[Named object pointing entries]
______________________________
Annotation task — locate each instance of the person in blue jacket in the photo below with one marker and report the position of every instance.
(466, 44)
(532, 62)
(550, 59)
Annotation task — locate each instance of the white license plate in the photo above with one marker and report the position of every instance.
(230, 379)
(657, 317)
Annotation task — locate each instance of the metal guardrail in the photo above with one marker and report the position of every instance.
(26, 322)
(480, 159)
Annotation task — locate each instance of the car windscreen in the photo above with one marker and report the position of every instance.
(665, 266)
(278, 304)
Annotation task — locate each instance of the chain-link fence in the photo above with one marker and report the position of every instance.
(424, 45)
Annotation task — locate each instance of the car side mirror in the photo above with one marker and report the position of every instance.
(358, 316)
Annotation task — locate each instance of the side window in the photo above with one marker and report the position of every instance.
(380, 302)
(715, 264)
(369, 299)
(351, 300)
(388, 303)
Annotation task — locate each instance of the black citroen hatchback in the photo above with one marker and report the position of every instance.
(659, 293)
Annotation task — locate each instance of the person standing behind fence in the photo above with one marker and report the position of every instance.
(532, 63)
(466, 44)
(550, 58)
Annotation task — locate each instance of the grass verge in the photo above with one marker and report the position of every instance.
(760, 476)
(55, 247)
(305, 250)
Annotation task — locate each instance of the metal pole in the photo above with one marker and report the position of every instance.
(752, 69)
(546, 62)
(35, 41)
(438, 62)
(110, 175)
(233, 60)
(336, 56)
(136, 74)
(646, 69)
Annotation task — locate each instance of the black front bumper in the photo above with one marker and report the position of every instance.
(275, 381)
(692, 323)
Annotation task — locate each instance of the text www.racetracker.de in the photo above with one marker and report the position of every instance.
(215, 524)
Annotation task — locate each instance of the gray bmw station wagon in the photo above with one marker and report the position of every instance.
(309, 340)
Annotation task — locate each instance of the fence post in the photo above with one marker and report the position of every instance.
______________________________
Could you quote the material above in full, exactly as it stands?

Annotation task — locate each instance of the person in blue jacket in the photo below with one marker and report the position of every instance.
(466, 44)
(532, 62)
(550, 59)
Annotation task — locate each instance of the white license plate in the photo above with one marker and report the position of every instance.
(230, 379)
(657, 317)
Annotation task — locate each instance of the metal guardrail in the photo above with one marker and report the position of every instance.
(26, 322)
(480, 159)
Annotation task — locate each instance of the car windscreen in the photo above with one marker and report the position of every instance.
(665, 266)
(278, 304)
Annotation task — locate each instance of the chain-link fence in the photo above with one marker and report the position of every instance.
(424, 45)
Annotation task — locate each instance of the car side mirror in the photo above with one marker and report the position of every instance.
(358, 316)
Annotation task — locate each instance of the side window in the photo above with one marker and report the position of every instance.
(380, 302)
(715, 264)
(369, 299)
(351, 300)
(388, 303)
Annotation task — locate each instance of the black citroen hatchback in the photo above with one marker and report the position of every instance.
(659, 293)
Annotation task — locate each instance of the person standing behind fence in the photo above with one marker and report the position of every instance.
(532, 63)
(466, 44)
(550, 58)
Annotation task — locate each instance of the grass verge in the photo above with one marker and report the position of every instance.
(760, 476)
(55, 247)
(305, 250)
Annotation task — locate each instance of the metal pole in the photo above with one marker and report the position of every instance.
(752, 69)
(546, 62)
(35, 41)
(438, 62)
(110, 175)
(233, 60)
(336, 56)
(136, 74)
(646, 69)
Annotation task — locate each instance of the black front bumper in the photo above with one marker and report the position of every instance.
(275, 381)
(692, 323)
Annotation task — locate each instance of the text www.racetracker.de in the photo above with one marker and report the position of every instance.
(215, 524)
Annotation task — locate each instance of the gray bmw station wagon in the photo above with one marker and report the position of every instance.
(309, 340)
Annotation task — locate each instance of the fence post in the photo above with one marker and report the position of every instance.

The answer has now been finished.